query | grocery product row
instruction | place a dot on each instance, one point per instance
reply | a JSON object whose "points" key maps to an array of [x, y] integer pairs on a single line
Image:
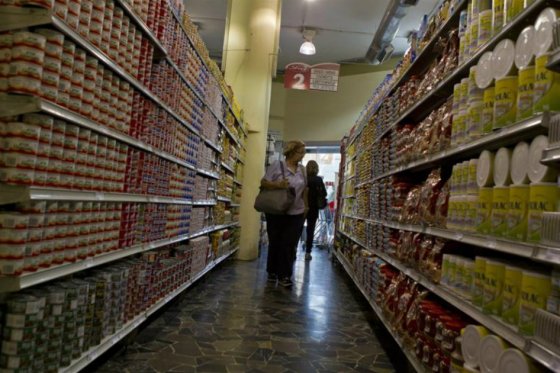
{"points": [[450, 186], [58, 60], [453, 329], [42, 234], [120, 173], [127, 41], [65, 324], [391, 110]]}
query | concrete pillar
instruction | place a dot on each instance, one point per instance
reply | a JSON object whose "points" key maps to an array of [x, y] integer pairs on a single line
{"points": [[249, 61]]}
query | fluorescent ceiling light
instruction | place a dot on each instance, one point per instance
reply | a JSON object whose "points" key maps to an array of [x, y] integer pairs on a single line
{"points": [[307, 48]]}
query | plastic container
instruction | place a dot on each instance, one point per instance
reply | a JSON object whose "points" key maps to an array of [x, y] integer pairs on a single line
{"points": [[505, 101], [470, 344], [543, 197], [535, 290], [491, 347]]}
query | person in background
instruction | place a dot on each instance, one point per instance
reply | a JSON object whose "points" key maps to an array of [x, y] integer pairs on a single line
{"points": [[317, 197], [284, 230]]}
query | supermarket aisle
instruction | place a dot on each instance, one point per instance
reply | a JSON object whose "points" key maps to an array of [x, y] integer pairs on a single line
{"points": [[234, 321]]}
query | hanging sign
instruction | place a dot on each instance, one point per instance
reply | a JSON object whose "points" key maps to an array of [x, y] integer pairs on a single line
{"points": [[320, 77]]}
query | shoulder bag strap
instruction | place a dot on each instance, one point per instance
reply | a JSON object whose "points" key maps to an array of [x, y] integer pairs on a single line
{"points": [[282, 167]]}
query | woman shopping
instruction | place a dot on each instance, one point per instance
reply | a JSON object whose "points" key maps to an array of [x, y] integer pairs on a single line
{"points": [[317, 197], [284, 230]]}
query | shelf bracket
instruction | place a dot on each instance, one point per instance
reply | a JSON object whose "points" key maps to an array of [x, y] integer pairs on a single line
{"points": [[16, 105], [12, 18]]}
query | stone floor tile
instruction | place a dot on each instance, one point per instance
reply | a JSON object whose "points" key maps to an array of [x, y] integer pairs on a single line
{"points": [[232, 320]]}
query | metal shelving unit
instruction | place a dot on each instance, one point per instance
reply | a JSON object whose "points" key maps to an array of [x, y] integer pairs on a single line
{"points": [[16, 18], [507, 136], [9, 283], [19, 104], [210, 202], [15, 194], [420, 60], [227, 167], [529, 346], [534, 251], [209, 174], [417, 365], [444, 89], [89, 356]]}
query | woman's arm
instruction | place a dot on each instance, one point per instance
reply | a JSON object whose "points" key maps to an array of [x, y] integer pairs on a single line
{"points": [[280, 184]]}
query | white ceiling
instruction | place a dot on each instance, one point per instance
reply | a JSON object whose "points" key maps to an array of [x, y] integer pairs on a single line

———

Problem statement: Would you mind repeating the records above exactly, without the pictures?

Answer area:
query | grocery product row
instruction | place a dot on each instance, one point per instance
reply | a JSON object whose "points" key maps to an array of [x, y] integer pairs on a single line
Image:
{"points": [[450, 186], [58, 60], [453, 329], [42, 234], [120, 173], [127, 41], [65, 324], [391, 110]]}
query | concrete pillar
instruction | place a dot on each instance, one point per instance
reply | a JSON object whose "points" key maps to an array of [x, y] integer pairs on a single line
{"points": [[249, 61]]}
query | fluorescent ceiling light
instruction | place a dot on each instance, one point per instance
reply | a JSON object whose "points" key maps to an array of [x, y] integer pairs on a single line
{"points": [[307, 48]]}
query | plastic container
instruction | place a dot on each instance, one point per instance
reply | a JSON object whose "points" key maps to an array of [x, y] integer pairs on a single line
{"points": [[505, 101], [470, 344], [543, 197], [535, 290], [491, 347]]}
query | person in background
instruction | place a dot on each instance, one point per instance
reply | a JSON object whose "points" key maps to an array of [x, y] integer pairs on a single line
{"points": [[317, 197], [284, 230]]}
query | supermarket aisle
instruction | place a dot on each instance, one point per instance
reply | a JSON object whose "points" key maps to an array of [x, y] integer pairs on a single line
{"points": [[234, 321]]}
query | hanging sign
instruction | place a dot on each instance, one point per instance
reply | a JSON object whose "points" key maps to an array of [x, y] integer pairs on a single line
{"points": [[320, 77]]}
query | shoulder bag strap
instruction | place a dot on each instance, one point per instance
reply | a JSON object whose "points" key maps to an array of [x, y] integer pairs on a single line
{"points": [[282, 167]]}
query | woman shopping
instruction | place a dot on each instance, one point per instance
reply | a JSON object whose "points" key maps to an array of [x, y] integer pairs on a single line
{"points": [[317, 197], [284, 230]]}
query | shelf bracket
instruction | place a dot on each instance, one point per instance
reply | a JSON object whose "points" key maps to an array of [x, y] integer pairs on a single line
{"points": [[16, 105], [12, 18]]}
query | stone floor tile
instruction | place a dot on each instance, one point per instance
reply | a JSON object whose "points" key maps to an array of [x, y] integer pairs on a single line
{"points": [[232, 320]]}
query | metal shelving unit
instruction | place a dot on each instance, one point per instance
reply | a JSON object whose "points" key maps to an array of [x, y] integer pairs on a single line
{"points": [[16, 18], [507, 136], [9, 283], [19, 104], [210, 202], [15, 194], [420, 60], [227, 167], [529, 346], [534, 251], [209, 174], [417, 365], [444, 89], [89, 356]]}
query | woman's arm
instruction | place a dot on each instance, one point per instance
reply | a JSON object whose "points" key maps to an array of [x, y] integer pairs on a single line
{"points": [[280, 184]]}
query | white ceiling
instruction | place a dot on each instance, one point per instance
reply | a JSON object whose "points" key maps to an array of [x, y] integer pairs on a single line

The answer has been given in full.